## start RECORDS FOR THE EXERCISE

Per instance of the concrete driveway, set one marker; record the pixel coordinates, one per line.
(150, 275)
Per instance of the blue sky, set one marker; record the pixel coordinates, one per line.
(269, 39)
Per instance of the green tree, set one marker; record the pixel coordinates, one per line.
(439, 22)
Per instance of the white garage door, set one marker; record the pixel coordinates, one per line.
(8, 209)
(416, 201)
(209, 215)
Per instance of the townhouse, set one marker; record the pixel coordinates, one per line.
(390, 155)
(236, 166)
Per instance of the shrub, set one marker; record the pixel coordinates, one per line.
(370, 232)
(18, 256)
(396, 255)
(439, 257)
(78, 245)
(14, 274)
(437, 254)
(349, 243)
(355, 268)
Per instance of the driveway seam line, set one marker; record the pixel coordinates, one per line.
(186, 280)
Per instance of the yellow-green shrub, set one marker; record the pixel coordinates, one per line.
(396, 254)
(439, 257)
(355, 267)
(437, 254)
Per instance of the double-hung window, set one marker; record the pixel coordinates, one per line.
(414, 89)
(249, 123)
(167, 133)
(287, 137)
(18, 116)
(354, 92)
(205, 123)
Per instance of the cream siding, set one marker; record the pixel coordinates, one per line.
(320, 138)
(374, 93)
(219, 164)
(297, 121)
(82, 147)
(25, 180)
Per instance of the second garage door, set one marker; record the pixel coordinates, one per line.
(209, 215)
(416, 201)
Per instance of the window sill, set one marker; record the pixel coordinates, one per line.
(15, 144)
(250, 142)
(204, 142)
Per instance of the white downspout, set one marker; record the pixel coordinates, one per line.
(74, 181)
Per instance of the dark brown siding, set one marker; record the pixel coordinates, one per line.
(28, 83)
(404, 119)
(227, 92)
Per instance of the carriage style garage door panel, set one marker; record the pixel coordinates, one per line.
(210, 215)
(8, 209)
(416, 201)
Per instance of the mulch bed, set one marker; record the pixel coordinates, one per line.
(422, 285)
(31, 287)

## end RECORDS FOR THE EXERCISE

WORK INSTRUCTIONS: Recast all of the material above as a numbered list with one line per item, leaving out any blank lines.

EXERCISE RESPONSE:
1. Per instance of the concrete driveway, set one marker; record the pixel coordinates, one per line.
2. (150, 275)
3. Per instance of the blue sky, set one marker; record the pixel coordinates, one per line.
4. (269, 39)
5. Per instance of the green tree, set one marker; record the pixel coordinates, one per line.
6. (439, 22)
7. Per instance of the white garage door, set one marker; record the pixel coordinates, one per line.
8. (8, 209)
9. (416, 201)
10. (209, 215)
11. Per instance of the townhouse, set one marker; record the pixel coordinates, one per line.
12. (390, 155)
13. (236, 166)
14. Per instance of the shrub, set one marker; record the pixel coordinates, one per line.
15. (370, 232)
16. (18, 256)
17. (396, 255)
18. (439, 257)
19. (78, 245)
20. (14, 274)
21. (437, 254)
22. (349, 243)
23. (355, 268)
24. Per instance of the driveway seam line, set one marker; record the pixel coordinates, one per line.
25. (186, 280)
26. Per instance of the yellow-green shrub, set one marker; record the pixel coordinates, one per line.
27. (396, 254)
28. (439, 257)
29. (355, 267)
30. (437, 254)
31. Per instance of the double-hung window, set one marker; record the pixel coordinates, one per line.
32. (414, 89)
33. (249, 123)
34. (167, 133)
35. (287, 137)
36. (18, 116)
37. (354, 92)
38. (205, 123)
39. Per instance of the cream siding, set one marker; record the pixel coordinates, one per line.
40. (320, 138)
41. (374, 93)
42. (219, 164)
43. (297, 121)
44. (82, 147)
45. (25, 180)
46. Per instance of the second garage door, set one marker; record the pixel coordinates, one per line.
47. (209, 215)
48. (416, 201)
49. Per instance of the window sill, set one marker; record the pixel coordinates, one per line.
50. (15, 144)
51. (250, 142)
52. (204, 142)
53. Per instance of the white downspout, set one marker; record the pixel coordinates, one per line.
54. (74, 181)
55. Per instance of the dark brown siding, set one marker; record the pixel coordinates, one per line.
56. (28, 83)
57. (404, 119)
58. (227, 92)
59. Per instance of the carriage style garage door panel, set one marker; record the pixel coordinates, one per line.
60. (210, 215)
61. (8, 209)
62. (416, 201)
63. Per instance of the mulch bed, set one marker; record the pixel coordinates, one per line.
64. (422, 285)
65. (31, 287)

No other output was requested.